#### [Action item]
A stretch of the entries below is to be set down exactly, running from the line with "Target: hiking boot" through the line with "Target: green jacket", both included, and no other line.

Image-grounded pointing data:

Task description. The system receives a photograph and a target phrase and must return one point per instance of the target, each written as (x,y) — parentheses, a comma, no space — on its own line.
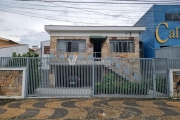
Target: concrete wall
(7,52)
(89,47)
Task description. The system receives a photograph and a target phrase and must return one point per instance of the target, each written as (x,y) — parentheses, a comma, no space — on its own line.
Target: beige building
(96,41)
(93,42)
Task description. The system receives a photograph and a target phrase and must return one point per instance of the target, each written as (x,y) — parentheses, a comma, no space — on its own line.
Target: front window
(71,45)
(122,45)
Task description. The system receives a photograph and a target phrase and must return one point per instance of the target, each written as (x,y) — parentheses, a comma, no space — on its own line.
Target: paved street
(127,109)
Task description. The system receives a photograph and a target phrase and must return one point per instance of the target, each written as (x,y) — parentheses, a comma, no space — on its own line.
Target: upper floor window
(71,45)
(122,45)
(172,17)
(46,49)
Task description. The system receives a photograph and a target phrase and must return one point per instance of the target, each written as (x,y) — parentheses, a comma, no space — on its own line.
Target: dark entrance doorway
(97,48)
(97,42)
...
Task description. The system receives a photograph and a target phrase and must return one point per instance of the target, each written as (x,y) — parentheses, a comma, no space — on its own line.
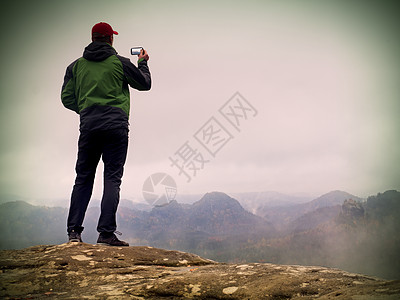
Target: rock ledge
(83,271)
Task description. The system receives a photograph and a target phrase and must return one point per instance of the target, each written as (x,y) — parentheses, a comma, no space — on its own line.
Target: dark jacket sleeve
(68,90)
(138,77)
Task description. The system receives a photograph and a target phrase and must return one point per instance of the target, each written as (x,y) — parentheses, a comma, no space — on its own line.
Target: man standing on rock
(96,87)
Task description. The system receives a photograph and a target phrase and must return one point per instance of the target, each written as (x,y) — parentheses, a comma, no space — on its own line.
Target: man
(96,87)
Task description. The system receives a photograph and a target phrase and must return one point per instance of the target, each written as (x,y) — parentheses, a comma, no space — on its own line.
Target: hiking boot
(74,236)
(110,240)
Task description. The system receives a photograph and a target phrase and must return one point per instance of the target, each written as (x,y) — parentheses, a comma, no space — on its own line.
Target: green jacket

#### [Solution for this task]
Target: hiking boot
(74,236)
(110,240)
Task description. The system receives a photograph and a target phrase and must return one point per instance of the target, each written as (x,y) — parentheses, a comma, no space — on its own line.
Target: green jacket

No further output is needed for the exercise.